#### Work to do
Switch every "innermost spot" in the rows below to "most central point" and write the lines out again with nothing else altered, leaving out the pictures.

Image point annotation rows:

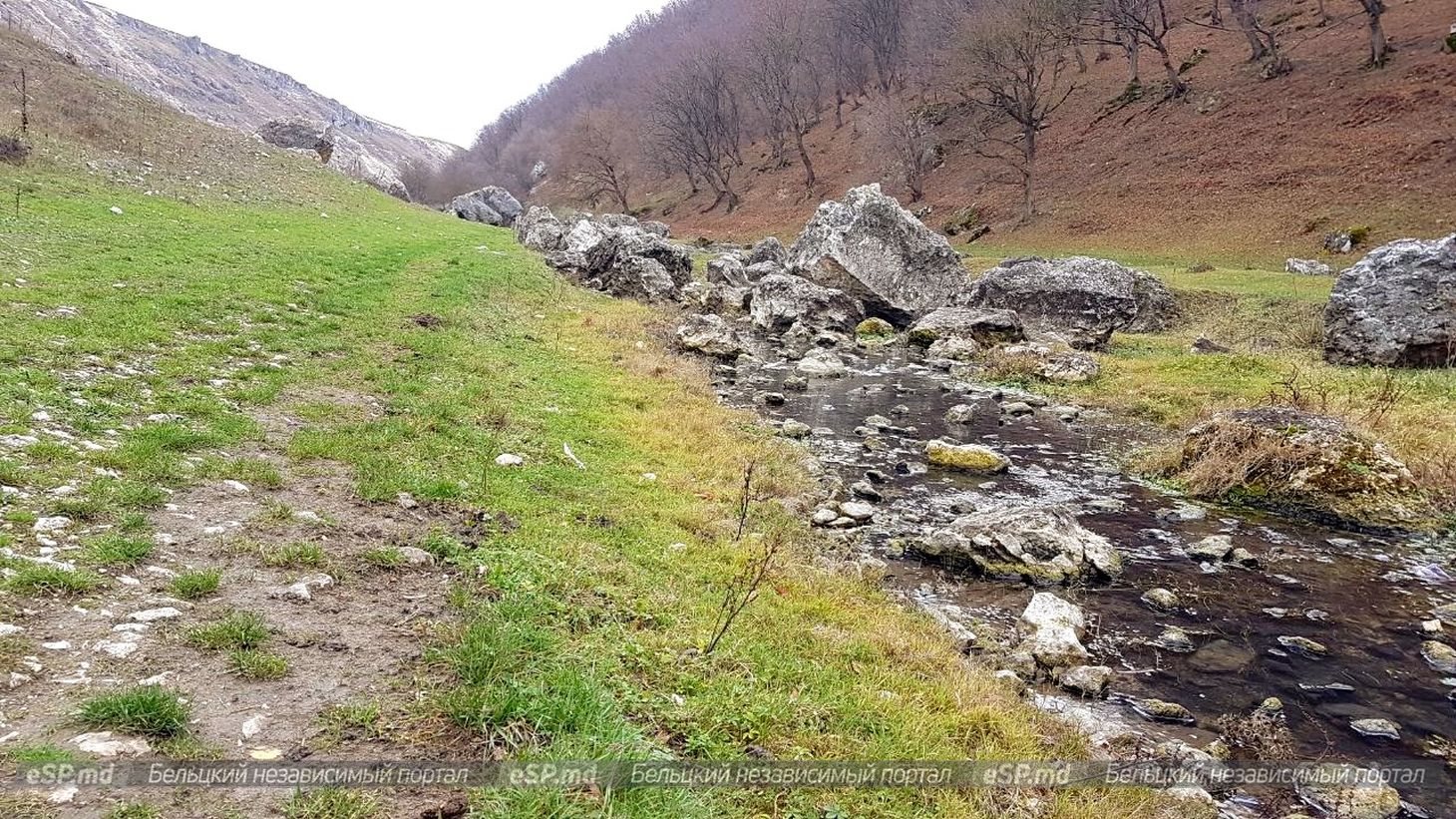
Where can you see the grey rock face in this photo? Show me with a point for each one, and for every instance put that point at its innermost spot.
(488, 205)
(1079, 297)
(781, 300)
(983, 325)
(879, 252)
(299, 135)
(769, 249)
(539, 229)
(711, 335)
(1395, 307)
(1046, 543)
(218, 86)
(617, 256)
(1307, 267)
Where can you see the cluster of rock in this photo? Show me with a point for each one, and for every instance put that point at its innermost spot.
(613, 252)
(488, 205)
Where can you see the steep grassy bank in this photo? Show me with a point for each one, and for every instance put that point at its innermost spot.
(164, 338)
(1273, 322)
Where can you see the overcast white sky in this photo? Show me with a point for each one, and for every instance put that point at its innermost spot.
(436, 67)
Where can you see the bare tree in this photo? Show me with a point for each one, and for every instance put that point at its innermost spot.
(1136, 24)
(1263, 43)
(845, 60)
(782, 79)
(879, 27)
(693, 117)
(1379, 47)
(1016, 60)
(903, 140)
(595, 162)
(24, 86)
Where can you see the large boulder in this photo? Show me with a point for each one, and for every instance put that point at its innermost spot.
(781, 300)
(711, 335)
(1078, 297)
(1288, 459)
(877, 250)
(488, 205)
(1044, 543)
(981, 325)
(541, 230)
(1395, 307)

#### Solved exercise
Where can you see the grey rock face in this photo? Show me with a point for each one, and for every instance put that point at its most central point.
(488, 205)
(1079, 297)
(781, 300)
(983, 325)
(879, 252)
(299, 135)
(769, 249)
(539, 229)
(711, 335)
(1395, 307)
(1046, 543)
(218, 86)
(617, 256)
(1307, 267)
Where can you see the cluster of rock in this photo? Show me with a point for each one, and for every instance put that point at its most central point.
(613, 252)
(488, 205)
Where can you see the steep grassy bank in this photo? Show me with a point for each one, and for every instance put that point at its most central point.
(164, 338)
(1273, 322)
Where can you see the overcast white sky in this photo? Show me with a point for each one, and for every instance put that point at its most central point.
(436, 67)
Where can you see the bare tree in this photo? Show me with a point for each one, and for every instance put that point at its most central point.
(1136, 24)
(1263, 43)
(845, 60)
(782, 79)
(879, 27)
(693, 117)
(1379, 47)
(1016, 60)
(903, 140)
(595, 162)
(24, 86)
Where can you see the large boulder in this photo? Show me with a point for each one, and for every instance put that point at its most central point.
(781, 300)
(711, 335)
(1078, 297)
(1288, 459)
(877, 250)
(488, 205)
(1044, 543)
(981, 325)
(541, 230)
(1395, 307)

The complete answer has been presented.